PASSAGE SHOWN

• • • • • • •

3. LORA fine-tuning issue of InternVL2#

OpenGVLab/InternVL#350 OpenGVLab/InternVL#347

You can try updating to the latest code and then fine-tune according to the following document:

Fine-tuning InternVL 2.0: see here

Fine-tuning InternVL 1.5: see here

4. Excessive security hardening of the Engineering Center online demo#

OpenGVLab/InternVL#353

It is due to excessive security hardening, and we will continue to optimize this issue soon.

5. Resource configuration required for model inference, deployment, and fine-tuning#

OpenGVLab/InternVL#79 OpenGVLab/InternVL#281 OpenGVLab/InternVL#283 OpenGVLab/InternVL#293 OpenGVLab/InternVL#295

You can align the package versions in the dependency environment here: OpenGVLab/InternVL. Alternatively, you can try deploying this new local demo.

InternVL-1-5 is a 26B model, with model parameters consuming about 50G of memory in BF16. Considering the additional overhead during training, it requires around 100-150G. During training, you can use DeepSpeed Zero to distribute these overheads across different GPUs.

• • • • • • •

Natural-language object grounding data
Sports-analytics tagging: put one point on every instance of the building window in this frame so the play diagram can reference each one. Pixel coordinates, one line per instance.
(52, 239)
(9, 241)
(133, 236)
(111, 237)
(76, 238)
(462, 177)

• • • • • • •

WORK ORDER 1
From the InternVL troubleshooting notes above, set down the part that opens with the words containing "It is due to" and closes with "across different GPUs.".
WORK ORDER 2
Answer these questions from the InternVL troubleshooting notes above:
(a) What is given as the cause of the Engineering Center online demo problem?
(b) How many parameters does InternVL-1-5 have?
(c) What can be used during training to spread the memory overhead across different GPUs?

RESPONSE 1
It is due to excessive security hardening, and we will continue to optimize this issue soon.

5. Resource configuration required for model inference, deployment, and fine-tuning#

OpenGVLab/InternVL#79 OpenGVLab/InternVL#281 OpenGVLab/InternVL#283 OpenGVLab/InternVL#293 OpenGVLab/InternVL#295

You can align the package versions in the dependency environment here: OpenGVLab/InternVL. Alternatively, you can try deploying this new local demo.

InternVL-1-5 is a 26B model, with model parameters consuming about 50G of memory in BF16. Considering the additional overhead during training, it requires around 100-150G. During training, you can use DeepSpeed Zero to distribute these overheads across different GPUs.

RESPONSE 2
(a) Excessive security hardening.
(b) 26B.
(c) DeepSpeed Zero.